--- Consigne 1 ---
Répondez à ces questions sur le texte consacré au naturalisme :
(a) Sur quoi reposent les procédés d'écriture du naturalisme ?
(b) Par quel procédé Huysmans crée-t-il un effet de réel dans La Retraite de Monsieur Bougran ?
(c) À quelle époque remonte le vocabulaire de tournures qui tourmentait M. Bougran ?
--- Consigne 2 ---
Transcrivez le texte sur le naturalisme, tout le passage depuis « Le récit naturaliste » jusqu'à « discours indirect libre. ».
--- Consigne 3 ---
Poursuivez le texte sur l'écriture naturaliste après sa dernière phrase.

--- Texte à étudier ---
╭──

Les procédés d’écriture du naturalisme reposent sur la description et la multiplication des détails vrais. Le langage populaire ainsi que les jeux de points de vue et de discours rapportés sont également privilégiés.

Le récit naturaliste met aussi l’accent sur un vocabulaire technique, précis et documenté. Huysmans, dans La Retraite de Monsieur Bougran (1964) met en scène un vieux fonctionnaire à la retraite qui essaie de reproduire chez lui les mêmes taches répétitives et ennuyeuses qu’il avait coutume d’effectuer au ministère. L’auteur s’arrête un moment sur le jargon administratif pompeux qu’il lui fallait employer et crée un effet de réel par l’emploi du discours indirect libre.

« Ah ! cette langue administrative qu’il fallait soigner ! Ces “exciper de”, ces “En réponse à la lettre que vous avez bien voulu m’adresser, j’ai l’honneur de vous faire connaître que”, ces “Conformément à l’avis exprimé dans votre dépêche relative à…”. Ces phraséologies coutumières “l’esprit sinon le texte de la loi”, “sans méconnaître l’importance des considérations que vous invoquez à l’appui de cette thèse…”. Enfin ces formules destinées au Ministère de la Justice où l’on parlait de “l’avis émané de sa Chancellerie. ” toutes ces phrases évasives et atténuées, les “j’inclinerais à croire”, les “il ne vous échappera pas”, les “j’attacherais du prix à”, tout ce vocabulaire de tournures remontant au temps de Colbert, donnait un terrible tintouin à M. Bougran. »

╰──

(Entrées tirées d'une collection)
╭──

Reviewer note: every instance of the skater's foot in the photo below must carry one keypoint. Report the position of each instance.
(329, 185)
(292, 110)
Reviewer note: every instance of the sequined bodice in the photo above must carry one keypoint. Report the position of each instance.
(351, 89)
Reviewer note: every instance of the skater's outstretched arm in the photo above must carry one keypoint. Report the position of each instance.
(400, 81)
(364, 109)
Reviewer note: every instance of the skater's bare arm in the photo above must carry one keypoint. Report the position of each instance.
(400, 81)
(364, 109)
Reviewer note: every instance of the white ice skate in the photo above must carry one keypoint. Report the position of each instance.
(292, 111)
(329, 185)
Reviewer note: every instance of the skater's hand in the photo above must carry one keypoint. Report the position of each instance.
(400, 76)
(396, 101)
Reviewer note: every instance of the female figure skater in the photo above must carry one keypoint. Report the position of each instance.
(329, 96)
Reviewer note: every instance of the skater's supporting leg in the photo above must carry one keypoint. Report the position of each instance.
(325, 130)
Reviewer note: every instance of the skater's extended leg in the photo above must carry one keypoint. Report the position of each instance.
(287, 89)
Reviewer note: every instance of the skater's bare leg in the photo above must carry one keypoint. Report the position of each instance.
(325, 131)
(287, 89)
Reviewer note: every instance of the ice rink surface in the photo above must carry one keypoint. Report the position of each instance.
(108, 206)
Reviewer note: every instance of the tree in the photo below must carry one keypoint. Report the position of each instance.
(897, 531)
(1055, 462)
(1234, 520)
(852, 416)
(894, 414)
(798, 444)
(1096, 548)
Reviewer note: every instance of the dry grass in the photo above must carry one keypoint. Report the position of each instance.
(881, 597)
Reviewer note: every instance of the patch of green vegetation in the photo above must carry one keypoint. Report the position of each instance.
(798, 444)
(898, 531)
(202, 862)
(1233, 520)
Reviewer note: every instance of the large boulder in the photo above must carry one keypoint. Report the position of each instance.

╰──

--- Réponse rédigée 1 ---
(a) Sur la description et la multiplication des détails vrais.
(b) Par l'emploi du discours indirect libre.
(c) Au temps de Colbert.

--- Réponse rédigée 2 ---
Le récit naturaliste met aussi l’accent sur un vocabulaire technique, précis et documenté. Huysmans, dans La Retraite de Monsieur Bougran (1964) met en scène un vieux fonctionnaire à la retraite qui essaie de reproduire chez lui les mêmes taches répétitives et ennuyeuses qu’il avait coutume d’effectuer au ministère. L’auteur s’arrête un moment sur le jargon administratif pompeux qu’il lui fallait employer et crée un effet de réel par l’emploi du discours indirect libre.

--- Réponse rédigée 3 ---
Zola use également, dans la description de l’accouchement de Louise dans La Joie de vivre, d’un vocabulaire très précis et clinique, tout en multipliant les détails anatomiques, afin de reproduire au plus près les douleurs de sa protagoniste :

« D’ailleurs, ce n’étaient plus les contractions involontaires, qui, depuis vingt heures, lui arrachaient les entrailles ; c’étaient à présent des efforts atroces de tout son être, des efforts qu’elle ne pouvait retenir, qu’elle exagérait elle-même, par un besoin irrésistible de se délivrer. La poussée partait du bas des côtes, descendait dans les reins, aboutissait aux aines en une sorte de déchirure, sans cesse élargie. Chaque muscle du ventre travaillait, se bandait sur les hanches, avec des raccourcissements et des allongements de ressort ; même ceux des fesses et des cuisses agissaient, semblaient par moments la soulever du matelas. Un tremblement ne la quittait plus, elle était, de la taille aux genoux, secouée ainsi de larges ondes douloureuses, que l’on voyait, une à une, descendre sous sa peau, dans le raidissement de plus en plus violent de la chair. »

Conclusion :

Le mouvement naturaliste prolonge donc l’ambition réaliste de représenter le réel avec exactitude en mettant l’accent sur une observation méticuleuse et scientifique du monde qu’il décrit. Pessimiste, clinique et cru, le regard du romancier naturaliste n’hésite pas à souligner les instincts incontrôlables de l’homme et à dénoncer les conditions de vie des plus faibles et les malheurs du peuple moderne.